#### PROBLEM DETAILS
Gather each line in the records below that contains the string "window", and copy those lines in full.
____
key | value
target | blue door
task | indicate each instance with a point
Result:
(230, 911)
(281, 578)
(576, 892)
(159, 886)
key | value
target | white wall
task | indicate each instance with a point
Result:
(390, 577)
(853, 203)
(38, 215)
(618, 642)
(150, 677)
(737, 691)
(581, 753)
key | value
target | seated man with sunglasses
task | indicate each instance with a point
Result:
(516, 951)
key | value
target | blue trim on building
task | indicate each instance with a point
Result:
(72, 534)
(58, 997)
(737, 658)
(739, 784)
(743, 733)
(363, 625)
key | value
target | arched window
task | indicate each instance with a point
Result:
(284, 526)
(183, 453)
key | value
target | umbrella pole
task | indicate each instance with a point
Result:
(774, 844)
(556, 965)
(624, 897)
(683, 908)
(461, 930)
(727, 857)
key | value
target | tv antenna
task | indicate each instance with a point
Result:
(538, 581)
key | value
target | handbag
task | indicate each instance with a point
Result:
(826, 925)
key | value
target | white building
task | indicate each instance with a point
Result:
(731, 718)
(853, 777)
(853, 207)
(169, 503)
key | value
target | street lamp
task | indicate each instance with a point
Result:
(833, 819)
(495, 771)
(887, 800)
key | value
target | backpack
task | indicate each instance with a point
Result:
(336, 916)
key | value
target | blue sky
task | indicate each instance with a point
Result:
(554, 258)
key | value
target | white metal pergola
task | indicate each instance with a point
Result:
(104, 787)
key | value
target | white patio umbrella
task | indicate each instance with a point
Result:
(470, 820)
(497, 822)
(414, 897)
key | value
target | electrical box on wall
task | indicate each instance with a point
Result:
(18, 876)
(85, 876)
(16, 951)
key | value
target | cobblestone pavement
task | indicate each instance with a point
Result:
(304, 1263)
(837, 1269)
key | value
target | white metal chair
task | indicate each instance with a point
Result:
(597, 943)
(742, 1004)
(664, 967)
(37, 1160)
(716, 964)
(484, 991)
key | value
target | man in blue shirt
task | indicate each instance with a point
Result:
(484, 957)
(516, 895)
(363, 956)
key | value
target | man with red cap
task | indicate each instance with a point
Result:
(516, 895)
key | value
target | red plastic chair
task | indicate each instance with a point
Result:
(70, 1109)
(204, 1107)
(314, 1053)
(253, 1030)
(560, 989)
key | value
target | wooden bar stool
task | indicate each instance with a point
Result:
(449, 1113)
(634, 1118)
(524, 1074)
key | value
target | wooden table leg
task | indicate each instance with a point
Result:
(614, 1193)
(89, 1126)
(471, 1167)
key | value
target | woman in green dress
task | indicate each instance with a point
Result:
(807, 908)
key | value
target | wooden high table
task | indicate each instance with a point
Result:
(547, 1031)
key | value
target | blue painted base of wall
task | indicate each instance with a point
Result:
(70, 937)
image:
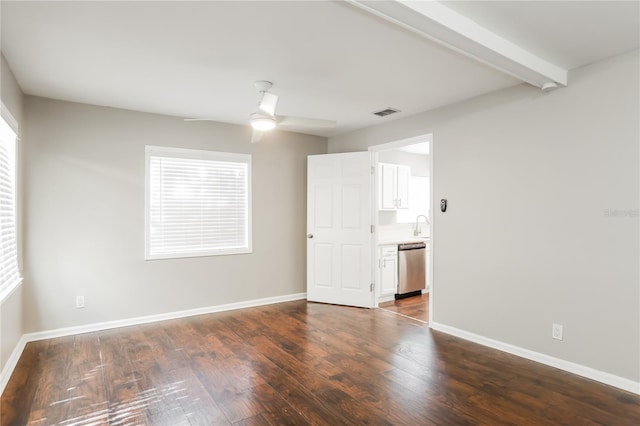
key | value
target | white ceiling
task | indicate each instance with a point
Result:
(328, 60)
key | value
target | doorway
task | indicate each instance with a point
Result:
(402, 213)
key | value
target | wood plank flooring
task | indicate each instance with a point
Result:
(295, 363)
(416, 307)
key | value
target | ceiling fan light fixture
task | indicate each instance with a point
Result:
(262, 122)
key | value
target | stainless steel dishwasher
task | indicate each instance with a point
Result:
(412, 261)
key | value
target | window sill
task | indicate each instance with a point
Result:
(9, 291)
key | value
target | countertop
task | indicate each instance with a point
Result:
(404, 241)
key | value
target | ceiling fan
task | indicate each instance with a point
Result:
(264, 118)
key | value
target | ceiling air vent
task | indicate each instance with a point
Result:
(386, 111)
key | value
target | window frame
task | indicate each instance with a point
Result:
(172, 152)
(11, 122)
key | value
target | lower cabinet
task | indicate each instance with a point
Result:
(388, 268)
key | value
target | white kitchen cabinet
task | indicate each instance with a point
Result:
(388, 269)
(393, 186)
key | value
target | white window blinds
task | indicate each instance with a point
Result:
(9, 271)
(198, 203)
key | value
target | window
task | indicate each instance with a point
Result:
(198, 203)
(9, 271)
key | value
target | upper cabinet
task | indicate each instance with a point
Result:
(393, 186)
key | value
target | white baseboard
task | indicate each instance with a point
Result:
(11, 363)
(578, 369)
(88, 328)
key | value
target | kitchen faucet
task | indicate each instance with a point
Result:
(418, 231)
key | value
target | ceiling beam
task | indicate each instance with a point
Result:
(437, 22)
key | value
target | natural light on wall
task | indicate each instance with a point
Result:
(9, 271)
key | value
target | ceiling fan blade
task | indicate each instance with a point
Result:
(256, 136)
(268, 103)
(286, 120)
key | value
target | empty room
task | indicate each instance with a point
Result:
(320, 212)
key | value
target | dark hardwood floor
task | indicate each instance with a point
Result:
(416, 307)
(296, 363)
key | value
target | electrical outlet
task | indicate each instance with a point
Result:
(556, 331)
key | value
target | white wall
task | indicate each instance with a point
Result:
(11, 309)
(526, 240)
(84, 180)
(419, 163)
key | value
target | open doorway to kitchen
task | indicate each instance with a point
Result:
(402, 215)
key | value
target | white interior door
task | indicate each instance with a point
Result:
(339, 238)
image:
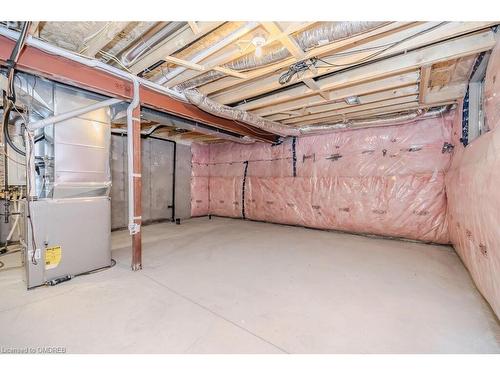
____
#### RESULT FOR THIS EXERCISE
target | arched window
target | window sill
target | window frame
target | white window blinds
target | window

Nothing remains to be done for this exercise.